WORK REQUIRED: Arrange the rows, beginning at the line that contains "Where can you spot the hair" and ending with the last line of the rows, as a Markdown table with the columns No. and Line. Give each line its sequential number and omit blank lines.

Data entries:
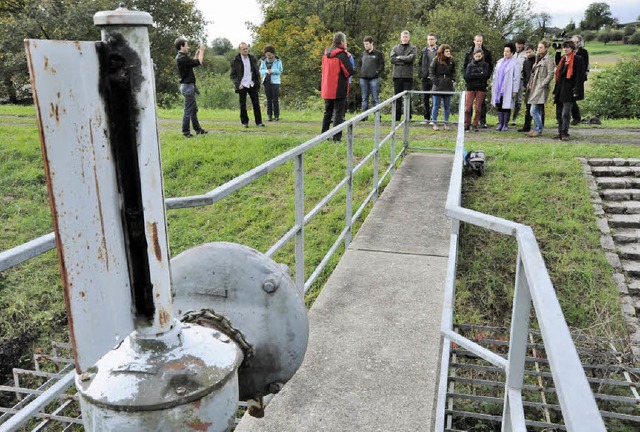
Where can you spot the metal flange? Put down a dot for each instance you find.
(257, 297)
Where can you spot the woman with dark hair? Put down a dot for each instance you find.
(506, 81)
(442, 73)
(539, 84)
(570, 74)
(270, 70)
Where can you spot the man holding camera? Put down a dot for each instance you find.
(580, 51)
(188, 85)
(569, 88)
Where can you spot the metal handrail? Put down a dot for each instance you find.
(38, 246)
(532, 279)
(532, 285)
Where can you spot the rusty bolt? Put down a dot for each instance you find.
(269, 286)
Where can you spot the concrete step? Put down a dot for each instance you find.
(624, 221)
(634, 286)
(631, 268)
(622, 207)
(626, 235)
(616, 171)
(620, 194)
(597, 162)
(629, 252)
(618, 182)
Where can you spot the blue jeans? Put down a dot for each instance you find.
(436, 107)
(272, 91)
(536, 113)
(190, 114)
(369, 86)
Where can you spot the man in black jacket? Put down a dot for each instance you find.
(478, 42)
(188, 85)
(403, 56)
(569, 88)
(427, 55)
(371, 66)
(246, 80)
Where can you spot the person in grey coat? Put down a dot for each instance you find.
(538, 89)
(427, 55)
(505, 84)
(403, 56)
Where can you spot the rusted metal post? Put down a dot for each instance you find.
(138, 368)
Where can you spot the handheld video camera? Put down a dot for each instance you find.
(557, 40)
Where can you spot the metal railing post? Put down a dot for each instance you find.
(407, 119)
(349, 203)
(376, 158)
(513, 412)
(392, 148)
(299, 219)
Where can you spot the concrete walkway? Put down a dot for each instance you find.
(374, 348)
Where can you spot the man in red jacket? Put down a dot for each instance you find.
(336, 70)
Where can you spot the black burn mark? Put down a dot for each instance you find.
(156, 242)
(120, 78)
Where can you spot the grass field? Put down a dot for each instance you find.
(538, 183)
(603, 56)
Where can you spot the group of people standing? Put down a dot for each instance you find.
(246, 75)
(523, 74)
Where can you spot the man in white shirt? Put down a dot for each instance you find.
(246, 80)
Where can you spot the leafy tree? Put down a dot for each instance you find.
(301, 50)
(570, 28)
(597, 16)
(73, 20)
(615, 92)
(541, 22)
(220, 46)
(589, 35)
(605, 36)
(629, 30)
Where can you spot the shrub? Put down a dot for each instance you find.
(615, 92)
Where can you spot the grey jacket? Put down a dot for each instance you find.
(402, 58)
(426, 57)
(541, 76)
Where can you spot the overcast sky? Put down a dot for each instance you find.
(229, 17)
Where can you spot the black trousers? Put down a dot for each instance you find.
(400, 85)
(575, 112)
(339, 106)
(255, 102)
(427, 85)
(563, 116)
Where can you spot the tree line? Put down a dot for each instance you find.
(300, 30)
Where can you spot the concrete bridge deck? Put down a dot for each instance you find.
(374, 348)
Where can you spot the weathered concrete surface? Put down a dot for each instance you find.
(374, 349)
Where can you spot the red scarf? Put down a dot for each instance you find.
(569, 60)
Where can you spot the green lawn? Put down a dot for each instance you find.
(602, 56)
(538, 183)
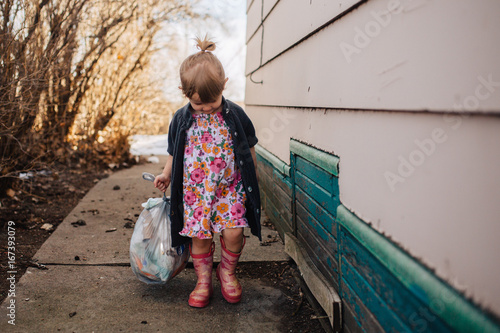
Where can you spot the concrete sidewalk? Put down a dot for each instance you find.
(89, 286)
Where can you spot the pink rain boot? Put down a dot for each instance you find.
(230, 287)
(203, 263)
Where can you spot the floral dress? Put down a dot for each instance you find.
(214, 197)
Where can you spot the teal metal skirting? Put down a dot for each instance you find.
(326, 161)
(273, 160)
(382, 287)
(453, 309)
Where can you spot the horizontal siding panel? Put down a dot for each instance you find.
(254, 17)
(268, 6)
(413, 63)
(322, 259)
(316, 212)
(373, 302)
(291, 21)
(253, 52)
(327, 181)
(324, 199)
(397, 297)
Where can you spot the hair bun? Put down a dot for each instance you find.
(205, 44)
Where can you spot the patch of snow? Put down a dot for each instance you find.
(148, 145)
(153, 159)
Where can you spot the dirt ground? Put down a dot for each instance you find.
(48, 197)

COMPLETED EXERCISE:
| No. | Line |
|---|---|
| 1 | Where can you spot the hair bun? Put down a dot for each instance you find. |
| 2 | (205, 44) |
| 3 | Where can you spot the patch of snow? Put down a dot for each instance you find. |
| 4 | (148, 145) |
| 5 | (153, 159) |
| 6 | Where can you spot the dirt ground? Put down a dot for each instance you find. |
| 7 | (48, 197) |